- [Work required]: Please copy out every line of the listing below in which the word "instance" appears.

- [Supplied data]:

-------

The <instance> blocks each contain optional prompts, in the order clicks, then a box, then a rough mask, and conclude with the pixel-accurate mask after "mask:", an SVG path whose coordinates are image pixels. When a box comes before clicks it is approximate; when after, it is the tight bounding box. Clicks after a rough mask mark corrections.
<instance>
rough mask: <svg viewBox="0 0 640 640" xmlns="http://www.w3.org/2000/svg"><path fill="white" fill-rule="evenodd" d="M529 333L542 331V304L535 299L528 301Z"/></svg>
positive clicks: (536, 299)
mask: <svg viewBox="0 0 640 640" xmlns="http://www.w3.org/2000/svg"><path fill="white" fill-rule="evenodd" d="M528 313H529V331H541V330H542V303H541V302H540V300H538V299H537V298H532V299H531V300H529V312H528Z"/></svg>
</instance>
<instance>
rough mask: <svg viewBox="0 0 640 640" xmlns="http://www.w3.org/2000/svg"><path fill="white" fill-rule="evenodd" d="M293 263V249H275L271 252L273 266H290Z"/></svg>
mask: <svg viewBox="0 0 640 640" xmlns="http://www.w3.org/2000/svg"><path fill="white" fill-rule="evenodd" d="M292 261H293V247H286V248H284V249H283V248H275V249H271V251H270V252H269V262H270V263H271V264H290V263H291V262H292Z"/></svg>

-------

- [Solution]:
The <instance> blocks each contain optional prompts, in the order clicks, then a box, then a rough mask, and conclude with the pixel-accurate mask after "mask:", an SVG path whose coordinates are image pixels. When a box comes before clicks it is approximate; when after, it is the tight bounding box. Clicks after a rough mask mark corrections.
<instance>
</instance>
<instance>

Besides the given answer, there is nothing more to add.